[Text extract]
NETWORK_ERROR ClickHouse error

This error occurs when there are network connectivity issues between the client and ClickHouse server. It's common with connection timeouts, network interruptions, or server unavailability.

The NETWORK_ERROR in ClickHouse (and Tinybird) happens when there are network connectivity issues between the client application and the ClickHouse server. This can occur due to various reasons including connection timeouts, network interruptions, server unavailability, firewall issues, or DNS resolution problems.

What causes this error

You'll typically see it when:

  • Network connection is interrupted during query execution
  • Server is unreachable due to network issues
  • Connection timeout occurs
  • Firewall blocks the connection
  • DNS resolution fails
  • Server is down or restarting
  • Network latency exceeds timeout limits
  • Connection pool is exhausted
  • SSL/TLS handshake fails

Network errors are often transient. Implement retry logic with exponential backoff for better reliability.

Example errors

Fails: connection timeout
SELECT * FROM events WHERE timestamp > '2024-01-01'
-- Error: Network error: Connection timeout
Fails: server unreachable
INSERT INTO events (user_id, event_type, timestamp) VALUES
(123, 'click', '2024-01-01 10:00:00')

[Task requirements]
(a) Rewrite the paragraph of the ClickHouse error page that begins "The NETWORK_ERROR in ClickHouse (and Tinybird)" as a short bulleted list that keeps its main facts.
(b) Turn the lines of the rows below into a Markdown table with the columns "No." and "Line", numbering each line and leaving out blank lines and the pictures.
The rows that follow have no connection to the ClickHouse error page.

[Data shown]
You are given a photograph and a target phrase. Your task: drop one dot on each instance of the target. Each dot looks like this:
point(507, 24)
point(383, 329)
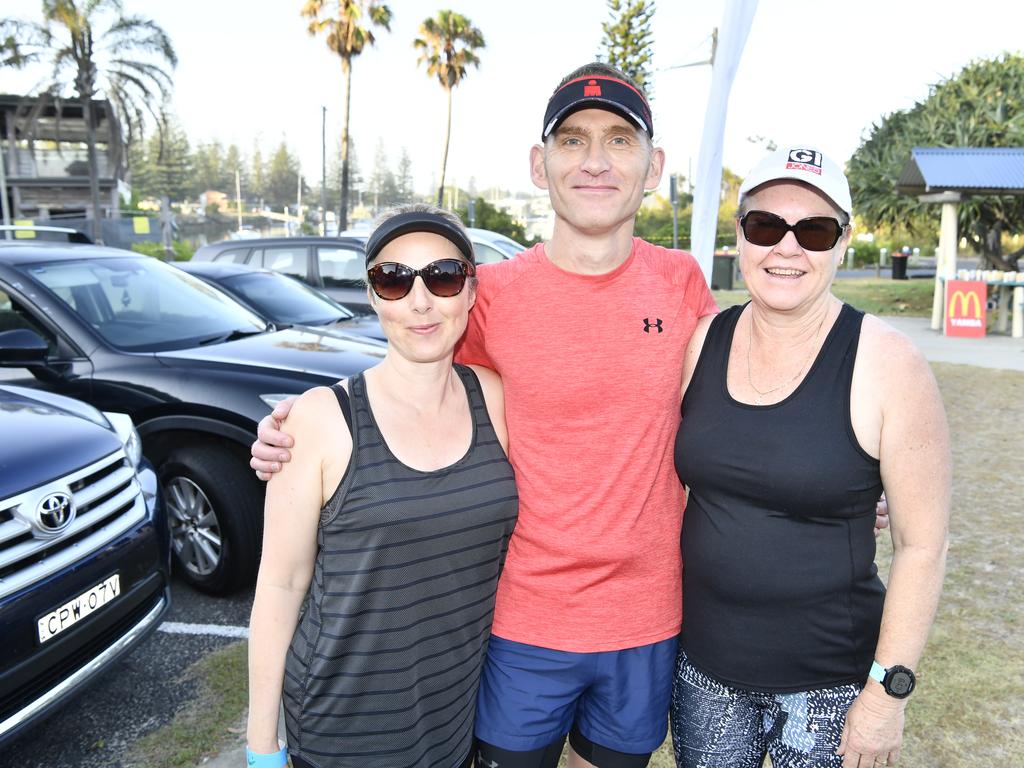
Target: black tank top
point(780, 592)
point(384, 667)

[The replies]
(a)
- NETWORK_ERROR appears in ClickHouse and Tinybird.
- It happens when there are network connectivity issues between the client application and the ClickHouse server.
- Possible causes: connection timeouts, network interruptions, server unavailability, firewall issues, and DNS resolution problems.

(b)
| No. | Line |
|---|---|
| 1 | You are given a photograph and a target phrase. Your task: drop one dot on each instance of the target. Each dot looks like this: |
| 2 | point(507, 24) |
| 3 | point(383, 329) |
| 4 | Target: black tank top |
| 5 | point(780, 592) |
| 6 | point(384, 667) |